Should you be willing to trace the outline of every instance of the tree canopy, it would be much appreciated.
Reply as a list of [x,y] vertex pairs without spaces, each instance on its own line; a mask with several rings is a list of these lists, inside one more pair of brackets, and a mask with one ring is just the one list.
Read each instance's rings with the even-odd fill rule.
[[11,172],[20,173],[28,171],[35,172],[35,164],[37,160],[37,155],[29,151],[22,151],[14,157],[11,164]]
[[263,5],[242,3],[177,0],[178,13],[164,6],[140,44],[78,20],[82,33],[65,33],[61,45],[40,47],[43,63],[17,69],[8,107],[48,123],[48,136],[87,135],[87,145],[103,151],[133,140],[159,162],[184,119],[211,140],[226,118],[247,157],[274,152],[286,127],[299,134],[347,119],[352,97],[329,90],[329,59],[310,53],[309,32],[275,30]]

==

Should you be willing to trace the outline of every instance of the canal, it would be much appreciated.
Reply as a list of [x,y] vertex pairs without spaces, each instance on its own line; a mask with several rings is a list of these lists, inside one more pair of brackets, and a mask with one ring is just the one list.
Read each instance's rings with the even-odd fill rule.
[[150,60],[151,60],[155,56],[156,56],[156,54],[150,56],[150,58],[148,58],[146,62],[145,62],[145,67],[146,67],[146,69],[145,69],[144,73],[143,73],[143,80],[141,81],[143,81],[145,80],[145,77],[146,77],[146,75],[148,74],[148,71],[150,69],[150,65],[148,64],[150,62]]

JOB: List each line in the entries above that contains the word "Should".

OUTPUT FOR THIS EXERCISE:
Should you be willing to trace the outline of every instance of the tree canopy, it would be much appreciated.
Should you be willing to trace the outline of every instance of the canal, it would be much appreciated.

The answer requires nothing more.